** WORKING DATA follows **
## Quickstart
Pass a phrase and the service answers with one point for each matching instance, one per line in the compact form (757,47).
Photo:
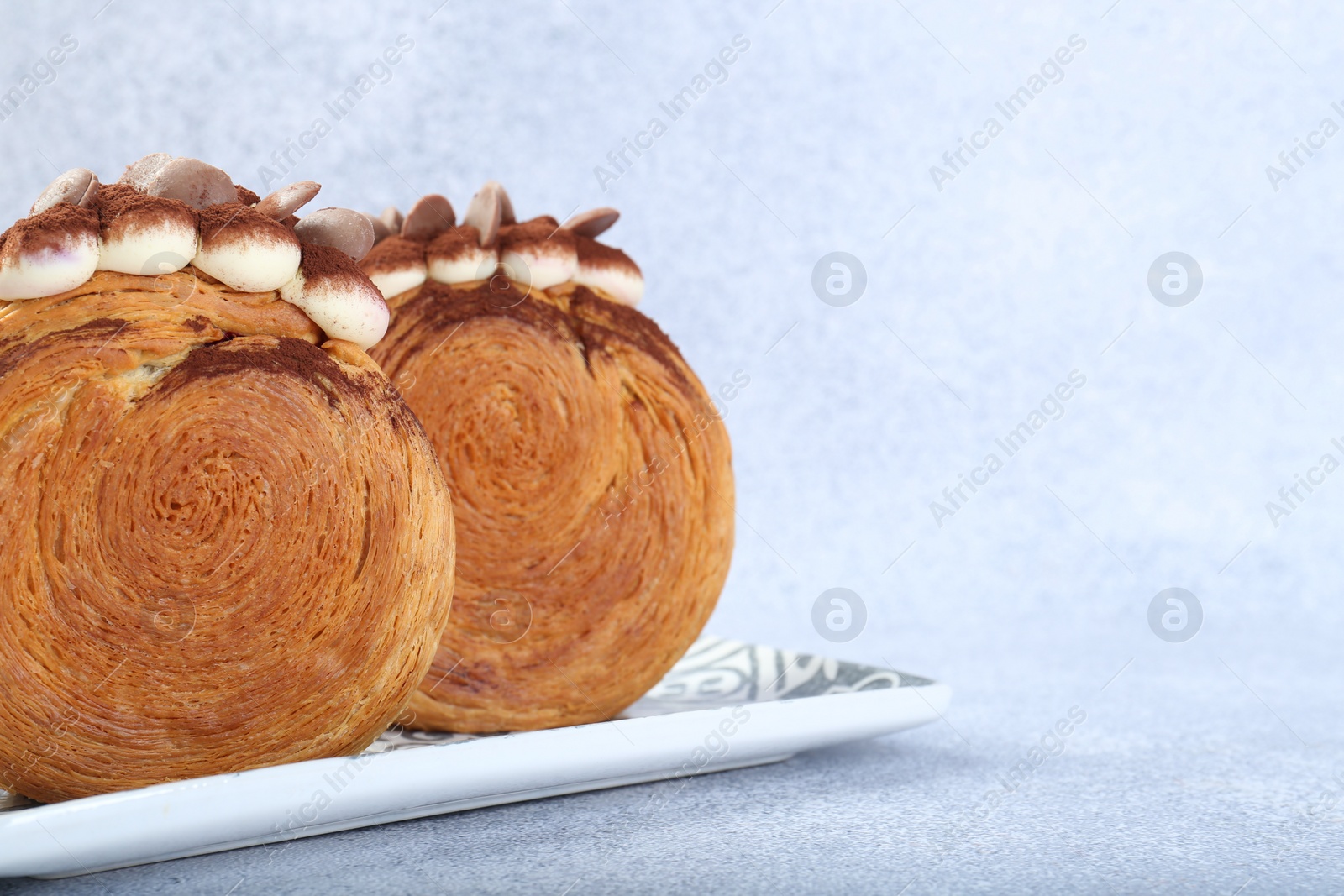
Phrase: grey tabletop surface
(1010,181)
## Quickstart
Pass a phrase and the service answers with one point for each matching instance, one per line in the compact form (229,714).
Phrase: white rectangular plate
(725,705)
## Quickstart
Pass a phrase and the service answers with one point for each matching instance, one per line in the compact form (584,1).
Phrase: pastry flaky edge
(591,472)
(226,540)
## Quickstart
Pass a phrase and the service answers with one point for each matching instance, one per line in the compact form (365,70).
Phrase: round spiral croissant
(591,473)
(225,543)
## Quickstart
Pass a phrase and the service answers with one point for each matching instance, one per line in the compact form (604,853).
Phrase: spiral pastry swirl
(226,542)
(593,497)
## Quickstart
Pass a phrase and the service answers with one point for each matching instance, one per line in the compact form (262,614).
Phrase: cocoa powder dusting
(454,242)
(49,230)
(118,201)
(535,231)
(234,221)
(323,262)
(391,254)
(598,255)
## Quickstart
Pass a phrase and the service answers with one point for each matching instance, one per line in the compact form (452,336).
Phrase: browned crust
(223,548)
(593,479)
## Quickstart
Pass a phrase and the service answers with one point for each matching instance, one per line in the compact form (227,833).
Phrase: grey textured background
(1200,766)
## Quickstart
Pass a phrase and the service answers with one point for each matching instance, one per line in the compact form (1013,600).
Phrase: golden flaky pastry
(226,542)
(591,473)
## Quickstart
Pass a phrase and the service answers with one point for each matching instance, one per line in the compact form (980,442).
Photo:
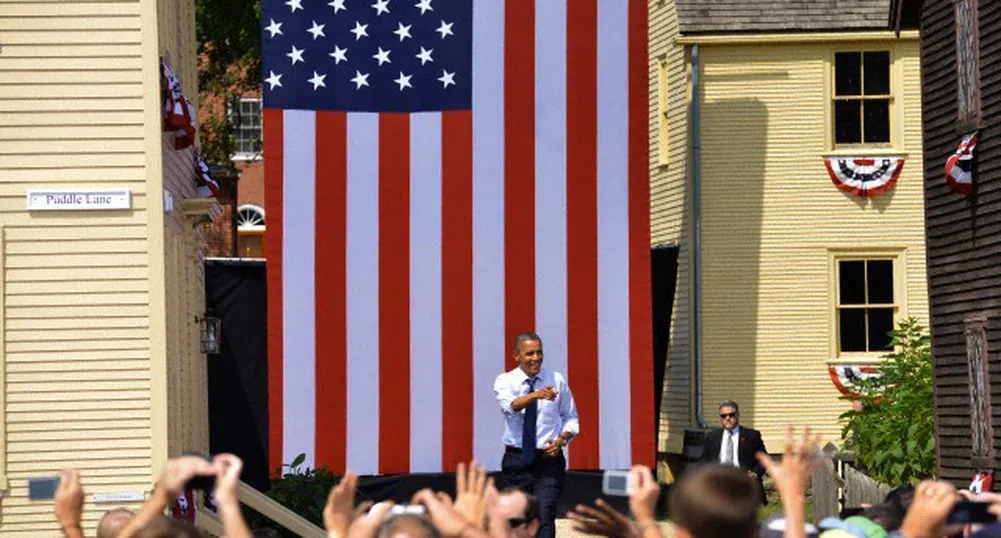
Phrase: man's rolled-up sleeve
(568,412)
(504,394)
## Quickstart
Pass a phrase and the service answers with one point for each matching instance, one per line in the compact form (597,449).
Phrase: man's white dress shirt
(735,440)
(554,417)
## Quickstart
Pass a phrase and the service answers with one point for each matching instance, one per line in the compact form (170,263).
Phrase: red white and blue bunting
(844,377)
(206,185)
(864,176)
(959,168)
(178,113)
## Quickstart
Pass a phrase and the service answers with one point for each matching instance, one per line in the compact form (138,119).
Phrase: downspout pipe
(697,236)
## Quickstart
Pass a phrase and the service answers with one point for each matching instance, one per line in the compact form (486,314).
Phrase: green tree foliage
(301,490)
(892,426)
(228,33)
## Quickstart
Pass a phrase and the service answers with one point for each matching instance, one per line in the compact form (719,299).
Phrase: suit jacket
(749,444)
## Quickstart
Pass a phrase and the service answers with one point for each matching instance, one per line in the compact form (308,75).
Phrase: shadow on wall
(734,143)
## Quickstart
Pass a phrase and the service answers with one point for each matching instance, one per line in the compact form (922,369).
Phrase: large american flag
(440,175)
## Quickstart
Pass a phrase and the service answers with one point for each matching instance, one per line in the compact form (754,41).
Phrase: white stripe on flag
(613,233)
(425,293)
(551,182)
(362,294)
(488,347)
(298,300)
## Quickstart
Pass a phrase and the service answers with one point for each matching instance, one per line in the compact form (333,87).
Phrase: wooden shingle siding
(964,237)
(669,213)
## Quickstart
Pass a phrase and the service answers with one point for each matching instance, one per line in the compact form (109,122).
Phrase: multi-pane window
(862,97)
(980,394)
(245,119)
(967,62)
(866,305)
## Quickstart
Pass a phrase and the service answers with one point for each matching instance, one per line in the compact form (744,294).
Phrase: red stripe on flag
(394,293)
(331,316)
(582,225)
(456,288)
(520,168)
(641,316)
(273,134)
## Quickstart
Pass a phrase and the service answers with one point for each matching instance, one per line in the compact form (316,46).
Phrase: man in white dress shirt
(540,419)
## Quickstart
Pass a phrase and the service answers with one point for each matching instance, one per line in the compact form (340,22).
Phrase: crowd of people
(714,501)
(720,499)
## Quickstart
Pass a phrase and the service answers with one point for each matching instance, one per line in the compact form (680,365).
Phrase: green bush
(892,426)
(301,490)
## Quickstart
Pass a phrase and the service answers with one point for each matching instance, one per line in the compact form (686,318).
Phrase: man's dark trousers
(543,478)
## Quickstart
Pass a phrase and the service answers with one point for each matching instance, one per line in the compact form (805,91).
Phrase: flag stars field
(425,43)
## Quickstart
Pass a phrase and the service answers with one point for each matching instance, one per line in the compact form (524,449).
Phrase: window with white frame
(245,119)
(863,98)
(865,304)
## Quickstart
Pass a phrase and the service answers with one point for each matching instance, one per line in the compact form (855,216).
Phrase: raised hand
(339,510)
(364,526)
(646,491)
(547,393)
(470,493)
(69,503)
(603,521)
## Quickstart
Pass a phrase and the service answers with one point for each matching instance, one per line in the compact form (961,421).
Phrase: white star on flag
(296,55)
(273,79)
(359,30)
(380,7)
(316,30)
(446,78)
(403,81)
(317,80)
(403,31)
(338,54)
(444,29)
(425,55)
(274,28)
(360,79)
(382,56)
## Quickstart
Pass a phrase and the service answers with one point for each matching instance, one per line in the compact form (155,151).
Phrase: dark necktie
(529,429)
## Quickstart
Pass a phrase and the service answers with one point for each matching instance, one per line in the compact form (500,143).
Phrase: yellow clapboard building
(786,163)
(100,253)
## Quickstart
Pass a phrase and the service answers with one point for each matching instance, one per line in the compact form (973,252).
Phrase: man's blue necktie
(529,429)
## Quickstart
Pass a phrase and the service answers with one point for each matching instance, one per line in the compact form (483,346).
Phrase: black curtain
(664,281)
(237,377)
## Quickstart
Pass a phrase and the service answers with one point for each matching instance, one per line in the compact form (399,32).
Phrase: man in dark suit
(735,446)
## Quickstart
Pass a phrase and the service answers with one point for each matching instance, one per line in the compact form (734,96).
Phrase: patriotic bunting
(177,110)
(207,186)
(844,377)
(864,176)
(959,167)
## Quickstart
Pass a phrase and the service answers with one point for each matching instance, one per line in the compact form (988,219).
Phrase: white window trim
(247,155)
(898,254)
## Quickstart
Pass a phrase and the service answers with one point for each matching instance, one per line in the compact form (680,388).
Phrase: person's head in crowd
(900,497)
(730,415)
(406,526)
(715,502)
(113,521)
(164,527)
(521,509)
(529,353)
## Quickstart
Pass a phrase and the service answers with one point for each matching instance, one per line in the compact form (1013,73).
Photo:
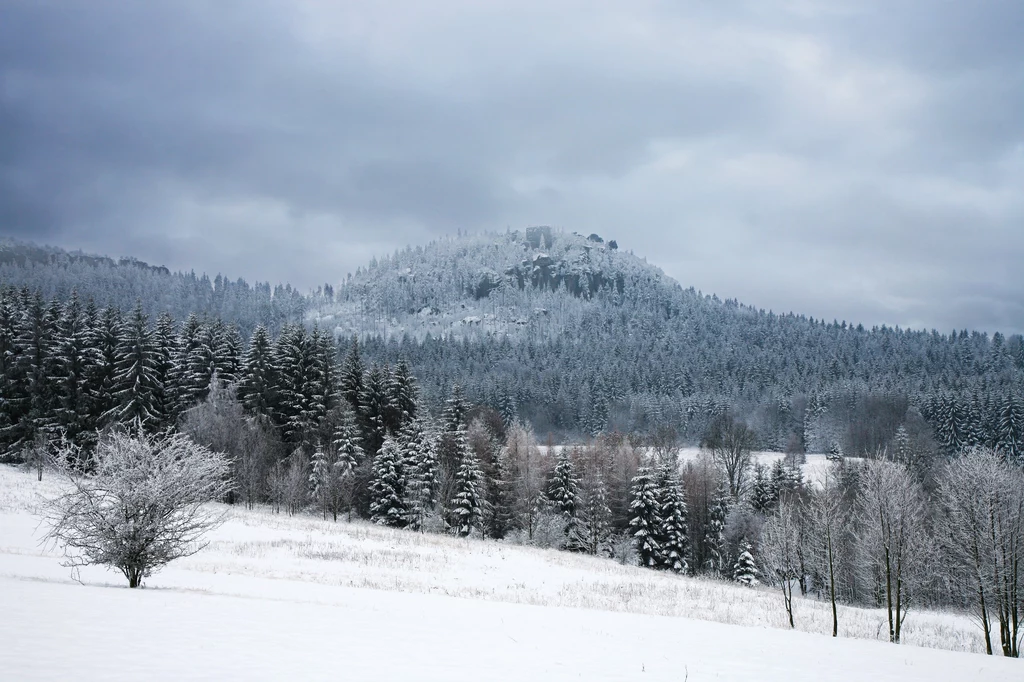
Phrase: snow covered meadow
(276,597)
** End of WORKING DATA **
→ **YOUR ASSIGNMENT**: Return the records above exactly as written. Do not include their images.

→ **ANSWER FOR THIS EXERCISE**:
## Quickstart
Pass a phrase and the service answers with one point for each matching instance, one per line in the compact form (757,47).
Photo:
Phrase: grey tabletop surface
(1010,181)
## Quickstart
Pass a phrase and the service answers with one point for each matching instance, one per line in the compact form (229,714).
Phrase: white rectangular plate
(725,705)
## Quickstart
Pass a phrase and the service answers with one point for each matching instance, one per line in the compact form (584,1).
Phrase: pastry flaky edge
(591,472)
(226,540)
## Quickstart
Pass a phrase and the service answers with one point for each matching instance, one per line in the compact form (365,70).
Phrase: round spiral croissant
(591,473)
(225,543)
## Quickstart
Pass a phrase and the service answers with one point for each matching instance, one per line in the compact form (604,853).
Phrase: spiral pastry swirl
(226,542)
(593,497)
## Quickstart
Pass a phrase and the service answers with one point for each matching instance, one per line in the compact form (262,614).
Phrase: cocoa powder dusting
(454,242)
(49,230)
(118,201)
(535,231)
(234,221)
(323,262)
(391,254)
(598,255)
## Quickstart
Pass a phrase and the service answers with one point for each matching instance, one per line in the compact form (452,336).
Phrase: browned crust
(223,548)
(593,479)
## Quickstart
Pass a phrase and the service answers with one point for each matching instance, one per line in the compact form (227,833).
Phrase: grey textured background
(1200,766)
## Quickstart
Pass a phrase and the service answers with one point for each matching instance, one per line in the compact form (1013,600).
Phrase: golden flaky pastry
(226,542)
(591,473)
## Quickstart
Pass a phrase and the service answers with one point for each matching instance, one per line in the compact form (980,442).
Photo:
Phrase: man's rolled-up sleeve
(568,412)
(504,394)
## Quickstart
Pass a phrase and the service answers with one point for each matching instance, one per line in the compact form (597,449).
Phrase: man's white dress shirt
(735,440)
(554,417)
## Quickstart
Pass a phrase and the service answers with one point for each matching instance, one per line in the compact form (170,263).
Phrase: red white and blue bunting
(844,377)
(206,185)
(864,176)
(959,168)
(178,113)
## Quickstart
Pass a phrase and the service answers with one point for each matching instance, one per line in the compact form (138,119).
Phrase: downspout pipe
(697,236)
## Quickstart
Pass a phrase and the service answers with one point for each matching instance, one per line in the compact form (486,314).
Phrase: green tree foliage
(301,490)
(892,426)
(228,33)
## Quickstart
Pass a phrase and the service answers with one point for each matching instance, one per line in the compact form (719,299).
Phrase: suit jacket
(749,444)
## Quickstart
Pass a phrase and the service answers with one point for each matching instance, one per line in the compact form (308,75).
Phrase: shadow on wall
(734,143)
## Quickstart
Pass a phrase and the service answers with one point for each matching instance, one per line in the compact form (922,369).
Phrase: large american flag
(440,175)
## Quickstart
Pass a phrase and the service answers with one point for each matching instance, one per line in the compact form (754,41).
Phrase: white stripe on flag
(613,233)
(425,293)
(551,182)
(362,294)
(488,347)
(298,300)
## Quickstart
Pass a phrase and the service answers with one point for each matching instance, one per line in the compact form (333,87).
Phrase: wooden shingle siding
(964,237)
(669,213)
## Quickstart
Pass a phrase and the service answers with one point for each matching instance, one per line in the compact form (109,122).
Phrase: multi-pane window
(862,97)
(980,394)
(245,119)
(967,62)
(866,305)
## Quickstart
Pass a phrase and the service answers with one point for each matching instance, one per line in the compact form (744,294).
Phrase: red stripe on flag
(394,293)
(331,316)
(582,225)
(456,288)
(520,168)
(641,316)
(273,134)
## Quickstart
Pass a phrase and the service answers with one point for each matching instance, one per line in the compact form (316,46).
Phrase: man in white dress shirt
(540,419)
## Quickstart
Pass a phrase and the service answers with one point for each matching instance, one per line in the compact form (340,22).
Phrase: crowd of people
(714,501)
(720,499)
## Quickstart
Pass a phrase and the service answers with one point for each matching instance, one per line in the compact form (680,365).
Phrase: green bush
(892,426)
(301,490)
## Quickstart
Pass a phrase and the service answers with one point for each matching instance, one per line in the compact form (686,318).
Phrase: man's dark trousers
(543,478)
## Quickstart
Pass a phrase and the service answers with one point for each matching instance, one per line in the compact form (805,91).
Phrase: flag stars field
(425,43)
## Quickstart
Pass a phrase and the service answers with one point for each matching instance, one per line in the compact form (524,449).
Phrase: window with white frame
(245,119)
(863,98)
(865,304)
## Quickstart
Pass a phrase and the service answers with one point for each matching instance, one per line in the compact form (855,216).
Phrase: raised hand
(339,510)
(364,526)
(646,491)
(547,393)
(470,493)
(69,503)
(603,521)
## Quickstart
Pass a phrase and the service answers with one point for each matching instance, one per line in the compact form (961,421).
Phrase: white star on flag
(296,55)
(273,79)
(359,30)
(380,7)
(316,30)
(446,78)
(403,81)
(317,80)
(403,31)
(338,54)
(444,29)
(425,55)
(274,28)
(360,79)
(382,56)
## Quickstart
Pass a phrase and the service answers with one point for each matching instance, one per line in the compact form (155,151).
Phrase: dark necktie
(529,429)
## Quickstart
Pass a phrase and the service answers with one point for each matching instance, one per line in the compact form (500,143).
Phrase: yellow clapboard building
(786,163)
(100,253)
## Quickstart
Pass a phrase and the service answers with one point for each matching instance, one per line in the compact form (973,252).
Phrase: man's blue necktie
(529,429)
## Quickstart
Pass a phrase and the service answers with one point for each matching instance, one per line in the compact form (483,346).
Phrase: black curtain
(664,281)
(237,377)
## Quickstart
Pass a phrase and the service answers with one point for each matching instance, one per line in the compact form (399,32).
Phrase: man in dark suit
(735,446)
## Quickstart
Pass a phrase and the service answers with one point for each matching instance, one per line in the compact form (734,96).
Phrase: patriotic bunting
(177,110)
(207,186)
(844,377)
(864,176)
(959,167)
## Quickstart
Pass a phrase and the service answers with one point for each matching instance, one per line in the compact form (988,219).
Phrase: white window trim
(247,155)
(898,254)
## Quickstart
Pass a phrase and the service answers with one point for each matching instance, one per line in the compact form (680,388).
Phrase: person's head in crowd
(900,497)
(730,415)
(406,526)
(715,502)
(113,521)
(164,527)
(521,509)
(529,353)
## Quickstart
Pass a phrase and the service answers with one point for each matching instance, one per line in the compact form (1013,73).
Photo:
Phrase: snow covered meadow
(276,597)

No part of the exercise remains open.